◆ Problem requirements
Exclude the pictures and reproduce the remaining data exactly as written.

Labeled-object pointing entries:
________

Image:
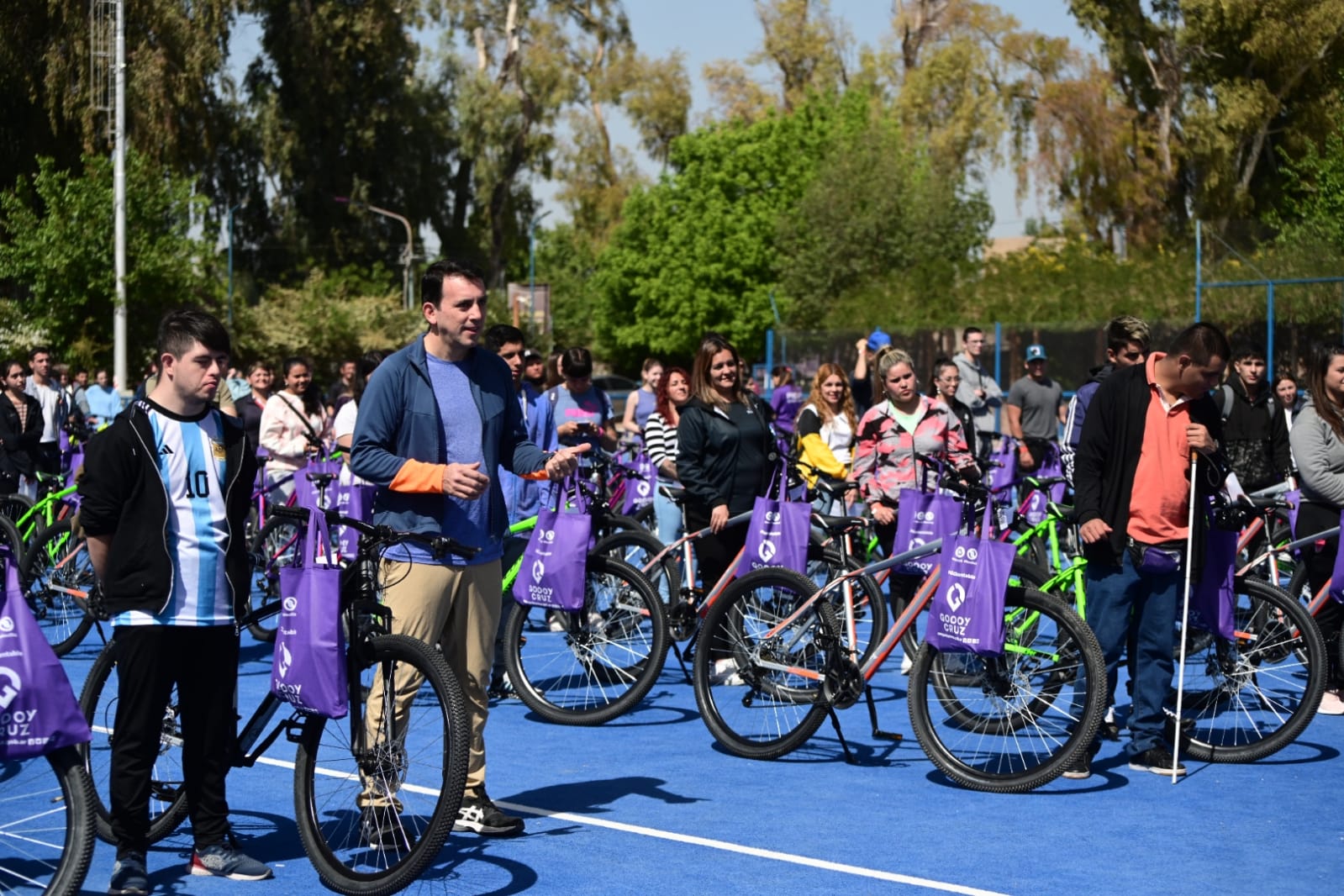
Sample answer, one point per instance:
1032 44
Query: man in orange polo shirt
1132 481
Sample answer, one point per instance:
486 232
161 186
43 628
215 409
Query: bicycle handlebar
439 545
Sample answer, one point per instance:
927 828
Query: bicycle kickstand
872 716
835 723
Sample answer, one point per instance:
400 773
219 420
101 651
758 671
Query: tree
60 274
878 230
698 250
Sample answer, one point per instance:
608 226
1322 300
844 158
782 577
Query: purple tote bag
967 613
1213 598
924 518
552 574
308 668
38 709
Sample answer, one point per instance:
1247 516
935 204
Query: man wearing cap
861 387
1036 410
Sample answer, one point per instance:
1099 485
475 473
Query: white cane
1184 613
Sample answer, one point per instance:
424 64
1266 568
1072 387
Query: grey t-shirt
1039 403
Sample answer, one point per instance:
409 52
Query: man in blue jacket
435 422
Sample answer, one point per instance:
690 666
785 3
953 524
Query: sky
709 29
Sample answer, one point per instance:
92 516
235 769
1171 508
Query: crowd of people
461 430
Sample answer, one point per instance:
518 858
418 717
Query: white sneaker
726 673
1331 704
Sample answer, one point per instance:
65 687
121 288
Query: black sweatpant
1320 565
203 664
714 552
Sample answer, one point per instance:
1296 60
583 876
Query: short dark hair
1202 343
1125 329
577 363
179 329
432 284
502 335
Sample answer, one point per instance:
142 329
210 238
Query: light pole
231 260
408 254
531 269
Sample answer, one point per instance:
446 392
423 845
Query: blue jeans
668 514
1119 598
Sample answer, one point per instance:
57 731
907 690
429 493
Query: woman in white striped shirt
660 444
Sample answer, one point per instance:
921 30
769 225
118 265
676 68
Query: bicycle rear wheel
1250 696
167 793
1012 723
601 660
758 680
46 835
278 545
405 770
54 568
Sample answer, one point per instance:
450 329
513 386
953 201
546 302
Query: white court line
702 841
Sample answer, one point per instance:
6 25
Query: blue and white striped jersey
191 465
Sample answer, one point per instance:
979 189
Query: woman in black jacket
20 428
726 454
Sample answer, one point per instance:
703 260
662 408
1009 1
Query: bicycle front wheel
1012 723
46 835
760 664
1250 696
593 665
375 794
56 572
167 782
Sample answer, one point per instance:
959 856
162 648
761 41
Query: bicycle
417 765
774 660
594 664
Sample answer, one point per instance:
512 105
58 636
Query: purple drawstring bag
308 668
967 611
640 482
38 709
1213 599
552 574
924 518
777 532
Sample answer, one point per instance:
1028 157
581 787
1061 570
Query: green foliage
328 317
698 251
878 224
56 251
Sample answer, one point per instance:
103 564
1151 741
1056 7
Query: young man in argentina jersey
163 500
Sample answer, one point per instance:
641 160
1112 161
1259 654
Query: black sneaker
482 817
1078 767
129 876
381 828
1157 761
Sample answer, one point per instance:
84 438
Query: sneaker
482 817
381 828
1078 767
129 876
726 673
224 860
502 689
1157 761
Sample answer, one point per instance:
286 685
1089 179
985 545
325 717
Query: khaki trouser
459 609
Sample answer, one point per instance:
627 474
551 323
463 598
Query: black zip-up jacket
19 442
121 494
707 451
1108 457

________

◆ Final result
Image:
Sample answer, one point per instance:
1032 44
Query: man in orange polo shirt
1132 481
Sample answer, one point per instance:
486 232
161 186
43 628
215 409
Query: bicycle handlebar
439 545
Sample answer, one point per instance:
927 828
Query: bicycle kickstand
872 716
835 723
Sample answer, one point per instance:
400 773
219 420
101 651
758 671
Query: tree
60 274
878 230
698 250
Sample answer, one point per instance:
608 226
1322 300
844 158
782 577
Query: purple tote bag
967 613
1213 598
924 518
552 574
308 668
38 709
Sample answer, one point per instance:
1247 516
935 204
Query: man wearing cap
861 387
1036 410
Sample answer, one point per instance:
1099 485
475 473
Query: white cane
1184 613
Sample answer, one point per instance:
424 64
1266 568
1072 387
Query: grey t-shirt
1039 403
Sample answer, one point per instance:
409 52
Query: man in blue jacket
435 422
Sample answer, one point per instance:
690 666
785 3
953 524
Query: sky
709 29
Sample answer, one point per instance:
92 516
235 769
1171 508
Query: crowd of people
461 430
Sample answer, one point per instance:
518 858
418 717
Query: white sneaker
726 673
1331 704
Sample answer, one point per instance:
65 687
121 288
Query: black sweatpant
1320 565
203 664
714 552
Sample answer, one point per instance:
1296 60
583 876
Query: short dark hair
1202 343
1125 329
577 363
179 329
432 284
502 335
Sample answer, one point per instance:
142 329
210 238
Query: light pole
231 260
408 254
531 269
Sample answer, one point per instance:
446 392
423 845
Query: blue jeans
668 514
1119 598
Sample answer, one point per instance:
57 731
907 690
429 493
Query: woman in white striped shirt
660 444
Sample answer, one point per instance:
921 30
769 225
118 265
676 68
Query: bicycle rear wheel
1250 696
167 793
1012 723
601 660
758 680
46 835
278 545
405 770
54 568
Sample answer, one point per instance:
450 329
513 386
953 201
546 302
Query: white court line
702 841
Sample answer, one point per instance:
6 25
Query: blue and white striped jersey
191 465
Sample answer, one point per instance:
979 189
Query: woman in black jacket
20 428
726 454
Sample answer, one point per instance:
703 260
662 408
1009 1
Query: bicycle front wheel
1012 723
46 835
760 664
1250 696
593 665
375 794
56 572
167 782
Sample answer, one point per instance:
959 856
162 648
761 41
Query: bicycle
417 765
774 660
594 664
Sample answer, one point per instance:
512 105
58 636
Query: purple drawstring bag
308 668
967 611
640 482
38 709
1213 599
552 574
924 518
777 532
Sample answer, one point per instance:
1028 157
581 787
1061 570
Query: green foliage
328 317
698 251
878 224
56 251
Sample answer, one point per instance:
103 564
1151 741
1056 7
Query: young man in argentina jersey
163 500
Sample answer, one point per instance:
641 160
1112 161
1259 654
Query: black sneaker
482 817
1078 767
129 876
381 828
1157 761
Sample answer, one point per instance:
84 438
Query: sneaker
482 817
381 828
1078 767
129 876
726 673
224 860
502 689
1157 761
Sample answer, one point per instance:
286 685
1089 179
985 545
325 717
Query: khaki trouser
459 609
Sample answer, one point per instance:
627 474
551 323
463 598
Query: black zip-up jacket
19 442
121 494
707 451
1108 457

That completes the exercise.